→ INSTRUCTIONS TO FOLLOW
Reproduce exactly the lines below, starting with the line that contains "the green apron" and ending with the last line of the records, both included, and nothing else.

→ DATA RECORDS
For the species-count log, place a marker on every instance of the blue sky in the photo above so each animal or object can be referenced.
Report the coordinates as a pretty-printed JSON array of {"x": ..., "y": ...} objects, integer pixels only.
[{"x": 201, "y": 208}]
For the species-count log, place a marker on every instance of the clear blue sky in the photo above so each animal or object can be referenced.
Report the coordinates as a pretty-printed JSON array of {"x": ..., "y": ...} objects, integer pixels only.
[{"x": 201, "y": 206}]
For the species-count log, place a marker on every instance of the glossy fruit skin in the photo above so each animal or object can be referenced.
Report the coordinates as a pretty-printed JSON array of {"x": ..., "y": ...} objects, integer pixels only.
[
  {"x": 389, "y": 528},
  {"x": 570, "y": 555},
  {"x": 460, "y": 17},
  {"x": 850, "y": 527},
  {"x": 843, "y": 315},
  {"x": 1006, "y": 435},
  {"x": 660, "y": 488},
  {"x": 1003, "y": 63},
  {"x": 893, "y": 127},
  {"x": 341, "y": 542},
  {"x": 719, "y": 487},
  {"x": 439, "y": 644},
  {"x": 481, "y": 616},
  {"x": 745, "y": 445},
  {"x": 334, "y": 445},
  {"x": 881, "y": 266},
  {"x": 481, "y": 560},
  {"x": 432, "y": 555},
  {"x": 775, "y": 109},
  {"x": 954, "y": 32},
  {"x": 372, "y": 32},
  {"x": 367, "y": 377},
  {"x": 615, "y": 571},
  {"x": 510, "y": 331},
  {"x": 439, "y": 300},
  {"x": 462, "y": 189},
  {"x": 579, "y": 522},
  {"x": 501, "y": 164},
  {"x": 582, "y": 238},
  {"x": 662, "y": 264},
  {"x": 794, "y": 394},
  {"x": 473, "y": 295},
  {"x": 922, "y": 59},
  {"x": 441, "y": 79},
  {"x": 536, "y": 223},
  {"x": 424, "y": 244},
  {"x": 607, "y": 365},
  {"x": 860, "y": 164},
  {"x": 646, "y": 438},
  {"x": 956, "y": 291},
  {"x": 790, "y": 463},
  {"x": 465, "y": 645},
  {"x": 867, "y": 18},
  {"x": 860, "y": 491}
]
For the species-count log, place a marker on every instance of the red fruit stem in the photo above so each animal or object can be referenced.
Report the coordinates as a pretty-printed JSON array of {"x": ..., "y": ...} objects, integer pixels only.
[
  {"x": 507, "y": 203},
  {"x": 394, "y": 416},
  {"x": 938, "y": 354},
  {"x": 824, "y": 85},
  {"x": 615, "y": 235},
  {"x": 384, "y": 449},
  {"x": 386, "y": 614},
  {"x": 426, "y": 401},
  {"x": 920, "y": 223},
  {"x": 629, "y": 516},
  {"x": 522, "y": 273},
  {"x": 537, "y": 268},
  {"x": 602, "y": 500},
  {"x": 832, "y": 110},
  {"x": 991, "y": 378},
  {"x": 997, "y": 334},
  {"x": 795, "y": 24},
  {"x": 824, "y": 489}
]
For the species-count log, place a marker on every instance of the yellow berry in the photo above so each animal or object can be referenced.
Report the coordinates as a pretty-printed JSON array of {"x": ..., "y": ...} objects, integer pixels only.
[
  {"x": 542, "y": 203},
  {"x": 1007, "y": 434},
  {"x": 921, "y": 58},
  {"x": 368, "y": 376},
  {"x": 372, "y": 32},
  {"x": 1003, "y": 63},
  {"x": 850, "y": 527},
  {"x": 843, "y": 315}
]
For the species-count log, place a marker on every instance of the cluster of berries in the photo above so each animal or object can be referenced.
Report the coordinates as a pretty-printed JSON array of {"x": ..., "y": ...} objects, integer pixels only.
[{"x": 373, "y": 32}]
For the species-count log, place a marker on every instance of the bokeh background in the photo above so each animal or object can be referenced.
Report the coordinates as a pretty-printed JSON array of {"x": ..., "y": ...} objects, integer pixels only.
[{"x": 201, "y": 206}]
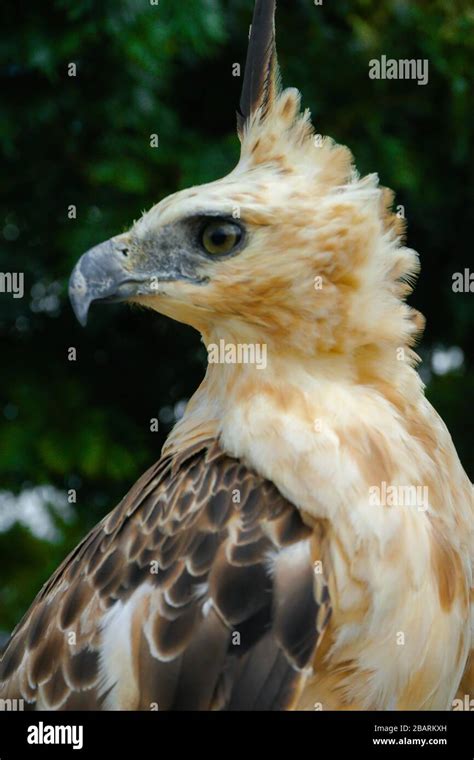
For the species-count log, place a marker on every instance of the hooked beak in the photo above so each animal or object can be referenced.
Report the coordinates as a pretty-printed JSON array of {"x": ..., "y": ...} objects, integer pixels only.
[
  {"x": 101, "y": 275},
  {"x": 123, "y": 268}
]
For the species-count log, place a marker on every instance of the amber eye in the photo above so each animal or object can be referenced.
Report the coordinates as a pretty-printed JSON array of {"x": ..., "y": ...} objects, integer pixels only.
[{"x": 220, "y": 237}]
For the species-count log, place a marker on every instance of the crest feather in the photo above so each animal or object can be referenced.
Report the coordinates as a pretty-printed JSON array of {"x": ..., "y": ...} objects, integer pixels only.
[{"x": 261, "y": 67}]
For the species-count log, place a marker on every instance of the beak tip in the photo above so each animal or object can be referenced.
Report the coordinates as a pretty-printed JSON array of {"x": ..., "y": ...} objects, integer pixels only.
[{"x": 79, "y": 298}]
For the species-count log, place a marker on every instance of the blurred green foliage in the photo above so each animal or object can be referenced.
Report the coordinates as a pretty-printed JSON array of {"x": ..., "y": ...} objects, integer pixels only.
[{"x": 85, "y": 140}]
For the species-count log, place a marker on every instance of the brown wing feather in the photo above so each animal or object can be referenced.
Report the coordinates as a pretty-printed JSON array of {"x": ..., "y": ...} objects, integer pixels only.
[{"x": 202, "y": 574}]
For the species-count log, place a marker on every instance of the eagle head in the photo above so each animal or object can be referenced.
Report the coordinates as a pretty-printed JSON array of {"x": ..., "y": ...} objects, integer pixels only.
[{"x": 292, "y": 248}]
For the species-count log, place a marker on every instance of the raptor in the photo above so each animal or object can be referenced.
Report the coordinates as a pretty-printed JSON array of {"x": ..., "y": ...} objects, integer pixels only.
[{"x": 250, "y": 567}]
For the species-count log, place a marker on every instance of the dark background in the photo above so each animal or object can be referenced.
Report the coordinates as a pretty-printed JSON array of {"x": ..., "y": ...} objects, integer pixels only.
[{"x": 85, "y": 140}]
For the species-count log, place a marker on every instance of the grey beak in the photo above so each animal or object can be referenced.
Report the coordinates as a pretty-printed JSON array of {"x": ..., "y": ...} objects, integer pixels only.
[{"x": 101, "y": 275}]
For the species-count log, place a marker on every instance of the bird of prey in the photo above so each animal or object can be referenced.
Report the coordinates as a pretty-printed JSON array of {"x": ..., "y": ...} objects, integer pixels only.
[{"x": 305, "y": 540}]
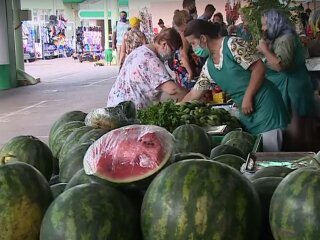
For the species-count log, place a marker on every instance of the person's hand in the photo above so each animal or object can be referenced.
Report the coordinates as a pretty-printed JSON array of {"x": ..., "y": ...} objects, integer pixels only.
[
  {"x": 262, "y": 46},
  {"x": 247, "y": 105}
]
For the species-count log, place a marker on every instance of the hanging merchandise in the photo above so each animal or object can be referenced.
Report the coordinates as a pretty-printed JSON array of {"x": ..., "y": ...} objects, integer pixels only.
[
  {"x": 88, "y": 44},
  {"x": 146, "y": 23},
  {"x": 28, "y": 39}
]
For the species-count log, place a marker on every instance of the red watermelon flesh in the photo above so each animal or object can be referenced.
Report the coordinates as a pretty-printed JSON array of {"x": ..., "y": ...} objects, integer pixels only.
[{"x": 129, "y": 153}]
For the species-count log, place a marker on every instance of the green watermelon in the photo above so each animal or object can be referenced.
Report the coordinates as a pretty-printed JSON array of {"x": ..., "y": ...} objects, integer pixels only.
[
  {"x": 73, "y": 140},
  {"x": 31, "y": 150},
  {"x": 274, "y": 171},
  {"x": 192, "y": 138},
  {"x": 294, "y": 209},
  {"x": 226, "y": 149},
  {"x": 239, "y": 134},
  {"x": 81, "y": 178},
  {"x": 130, "y": 155},
  {"x": 91, "y": 211},
  {"x": 57, "y": 189},
  {"x": 200, "y": 200},
  {"x": 24, "y": 198},
  {"x": 67, "y": 117},
  {"x": 62, "y": 134},
  {"x": 184, "y": 156},
  {"x": 72, "y": 162},
  {"x": 92, "y": 136},
  {"x": 241, "y": 144},
  {"x": 265, "y": 188},
  {"x": 231, "y": 160}
]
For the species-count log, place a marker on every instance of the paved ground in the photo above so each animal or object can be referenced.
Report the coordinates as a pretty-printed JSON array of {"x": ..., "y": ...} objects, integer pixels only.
[{"x": 66, "y": 85}]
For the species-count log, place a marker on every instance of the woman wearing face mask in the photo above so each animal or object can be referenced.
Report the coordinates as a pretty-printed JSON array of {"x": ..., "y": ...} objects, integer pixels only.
[
  {"x": 286, "y": 68},
  {"x": 143, "y": 76},
  {"x": 186, "y": 65},
  {"x": 233, "y": 65}
]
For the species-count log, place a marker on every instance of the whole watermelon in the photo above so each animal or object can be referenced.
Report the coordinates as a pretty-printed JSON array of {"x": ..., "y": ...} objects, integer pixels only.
[
  {"x": 200, "y": 200},
  {"x": 66, "y": 117},
  {"x": 73, "y": 140},
  {"x": 62, "y": 134},
  {"x": 72, "y": 162},
  {"x": 192, "y": 138},
  {"x": 265, "y": 188},
  {"x": 130, "y": 154},
  {"x": 31, "y": 150},
  {"x": 24, "y": 198},
  {"x": 91, "y": 211},
  {"x": 294, "y": 206}
]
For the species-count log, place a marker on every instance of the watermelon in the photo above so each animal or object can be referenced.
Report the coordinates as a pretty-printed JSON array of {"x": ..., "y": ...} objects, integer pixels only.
[
  {"x": 274, "y": 171},
  {"x": 24, "y": 198},
  {"x": 73, "y": 140},
  {"x": 184, "y": 156},
  {"x": 61, "y": 135},
  {"x": 72, "y": 162},
  {"x": 92, "y": 135},
  {"x": 192, "y": 138},
  {"x": 129, "y": 154},
  {"x": 294, "y": 206},
  {"x": 238, "y": 134},
  {"x": 66, "y": 117},
  {"x": 226, "y": 149},
  {"x": 242, "y": 144},
  {"x": 91, "y": 211},
  {"x": 81, "y": 178},
  {"x": 57, "y": 189},
  {"x": 231, "y": 160},
  {"x": 200, "y": 200},
  {"x": 265, "y": 188},
  {"x": 31, "y": 150}
]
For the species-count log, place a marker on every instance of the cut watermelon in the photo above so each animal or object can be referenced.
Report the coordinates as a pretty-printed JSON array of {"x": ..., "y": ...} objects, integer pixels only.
[{"x": 129, "y": 154}]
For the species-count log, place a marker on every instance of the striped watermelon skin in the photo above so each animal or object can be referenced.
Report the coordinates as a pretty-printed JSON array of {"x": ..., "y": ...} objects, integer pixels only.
[
  {"x": 90, "y": 211},
  {"x": 294, "y": 209},
  {"x": 200, "y": 200}
]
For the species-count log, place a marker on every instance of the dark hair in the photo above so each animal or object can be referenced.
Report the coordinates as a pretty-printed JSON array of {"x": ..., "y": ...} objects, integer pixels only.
[
  {"x": 200, "y": 27},
  {"x": 210, "y": 8},
  {"x": 171, "y": 36},
  {"x": 219, "y": 15}
]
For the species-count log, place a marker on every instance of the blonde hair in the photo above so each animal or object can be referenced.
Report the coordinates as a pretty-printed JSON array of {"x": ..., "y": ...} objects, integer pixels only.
[{"x": 180, "y": 17}]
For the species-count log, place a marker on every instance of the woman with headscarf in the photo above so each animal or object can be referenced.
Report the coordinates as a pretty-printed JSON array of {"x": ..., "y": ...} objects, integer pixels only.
[
  {"x": 234, "y": 66},
  {"x": 144, "y": 77},
  {"x": 285, "y": 61},
  {"x": 132, "y": 39}
]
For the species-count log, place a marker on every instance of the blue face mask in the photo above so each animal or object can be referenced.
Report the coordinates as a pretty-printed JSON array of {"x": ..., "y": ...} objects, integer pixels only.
[{"x": 201, "y": 52}]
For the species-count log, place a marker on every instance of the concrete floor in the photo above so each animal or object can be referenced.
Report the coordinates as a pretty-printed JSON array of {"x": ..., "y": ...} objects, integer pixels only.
[{"x": 66, "y": 85}]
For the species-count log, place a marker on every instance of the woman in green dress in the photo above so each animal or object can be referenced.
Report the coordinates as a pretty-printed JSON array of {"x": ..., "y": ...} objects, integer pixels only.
[
  {"x": 233, "y": 65},
  {"x": 285, "y": 61}
]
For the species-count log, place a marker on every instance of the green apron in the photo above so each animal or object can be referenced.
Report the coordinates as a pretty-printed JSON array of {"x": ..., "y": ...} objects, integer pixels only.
[
  {"x": 295, "y": 84},
  {"x": 269, "y": 110}
]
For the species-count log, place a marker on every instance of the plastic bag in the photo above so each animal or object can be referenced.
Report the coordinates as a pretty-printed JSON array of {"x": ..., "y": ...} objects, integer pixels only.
[{"x": 130, "y": 153}]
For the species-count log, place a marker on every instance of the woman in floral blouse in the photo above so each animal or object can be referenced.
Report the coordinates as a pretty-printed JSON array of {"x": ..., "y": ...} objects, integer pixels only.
[
  {"x": 144, "y": 77},
  {"x": 132, "y": 39}
]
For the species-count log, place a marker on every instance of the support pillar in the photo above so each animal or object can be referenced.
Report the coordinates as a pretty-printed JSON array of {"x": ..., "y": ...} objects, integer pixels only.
[{"x": 5, "y": 73}]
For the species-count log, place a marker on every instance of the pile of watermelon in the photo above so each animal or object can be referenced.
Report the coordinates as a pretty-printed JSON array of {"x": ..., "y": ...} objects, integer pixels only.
[{"x": 104, "y": 176}]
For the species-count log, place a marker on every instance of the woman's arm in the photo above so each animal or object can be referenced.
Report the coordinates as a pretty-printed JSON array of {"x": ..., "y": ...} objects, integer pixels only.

→ FINAL RESULT
For the species-count log, place a marker on every instance of the green apron in the photo above so each animal or object can be referenced.
Report the coordinates as a pretty-printed JSON array of {"x": ..., "y": ...} objects, integer pixels only.
[
  {"x": 295, "y": 84},
  {"x": 269, "y": 110}
]
For the species-count log, place a marker on every instance of the plastic bag in the photo above so each animal or object can be referenced.
Report the coordinates as a pretty-printed JSON array of {"x": ..., "y": ...} objects, integer pixels only.
[{"x": 130, "y": 153}]
For the species-count log, place a marker on every instance of the woman in floral blouse in the photo above so each animal or object can be referenced.
Report the coordinates as a pretty-printed JSON array of {"x": ..., "y": ...} objects, integer pixels only.
[
  {"x": 144, "y": 77},
  {"x": 132, "y": 39}
]
For the species-count log, place a marker on every instance of the support pillar in the photo above so each animal or object can be referenced.
Report the coordinates as a pretty-printed JSON array of {"x": ..., "y": ...} objects, integer pixels only.
[{"x": 5, "y": 73}]
For the species-count log, place a marker on every instance of the pile of watermelon in the photo above so each animal or object can be referenced.
Report the coordinates as a pretty-printed JSON array of {"x": ..., "y": ...} objects, integer pixels only.
[{"x": 104, "y": 176}]
For the species-count log, place a marker on every instance of the woman's arm in the photo above so each animal or object can be referenced.
Report the coordinates as a pretty-printed JSON array of {"x": ..., "y": ...} objects, integer pixels only.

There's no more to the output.